---------- Supplied material
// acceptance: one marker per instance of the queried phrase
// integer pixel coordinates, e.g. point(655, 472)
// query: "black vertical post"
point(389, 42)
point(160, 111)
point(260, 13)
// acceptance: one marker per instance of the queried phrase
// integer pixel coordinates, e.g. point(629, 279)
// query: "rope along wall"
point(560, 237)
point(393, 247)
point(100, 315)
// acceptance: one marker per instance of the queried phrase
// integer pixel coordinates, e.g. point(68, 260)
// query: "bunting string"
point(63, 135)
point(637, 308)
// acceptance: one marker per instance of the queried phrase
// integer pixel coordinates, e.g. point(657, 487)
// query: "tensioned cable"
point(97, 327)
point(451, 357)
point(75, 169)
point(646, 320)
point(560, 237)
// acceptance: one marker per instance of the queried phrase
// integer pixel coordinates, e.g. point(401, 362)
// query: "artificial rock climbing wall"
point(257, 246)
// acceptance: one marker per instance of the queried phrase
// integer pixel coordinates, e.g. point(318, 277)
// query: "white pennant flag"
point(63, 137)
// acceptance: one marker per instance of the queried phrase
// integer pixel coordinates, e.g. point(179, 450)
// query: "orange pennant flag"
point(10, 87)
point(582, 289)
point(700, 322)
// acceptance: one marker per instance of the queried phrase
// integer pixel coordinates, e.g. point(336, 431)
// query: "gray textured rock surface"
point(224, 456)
--------------------
> **Goal of the exercise**
The reply must present every entry, transcribed with its exact wording.

> **Solved problem**
// acceptance: one marker per instance of the queried phrase
// integer pixel coordinates, e.g. point(655, 472)
// query: "black vertical post"
point(389, 42)
point(160, 111)
point(260, 13)
// acceptance: one marker per instance of the queried phrase
// integer pixel coordinates, e.g. point(629, 279)
// query: "rope along wall"
point(560, 237)
point(393, 247)
point(100, 315)
// acceptance: one marker per instance of the queried phrase
// integer pixel coordinates, e.g. point(68, 260)
// query: "bunting string"
point(63, 135)
point(637, 308)
// acceptance: one marker per instance of the queried phrase
// integer pixel coordinates, e.g. point(657, 487)
// query: "tensioned cable"
point(97, 327)
point(451, 357)
point(75, 169)
point(646, 320)
point(560, 237)
// acceptance: one marker per instance of the queried phrase
// integer pixel coordinates, e.g. point(401, 362)
// query: "artificial rock climbing wall"
point(257, 246)
// acceptance: one marker per instance of the queried phrase
// integer pixel coordinates, e.g. point(318, 277)
// query: "white pennant flag"
point(63, 137)
// acceptance: one marker per instance of the queried phrase
// integer pixel coordinates, e.g. point(179, 450)
// query: "orange pennant flag"
point(10, 87)
point(582, 289)
point(700, 322)
// acceptance: one marker per instance of the queried phrase
// integer pixel coordinates, e.g. point(336, 431)
// query: "gray textured rock surface"
point(224, 456)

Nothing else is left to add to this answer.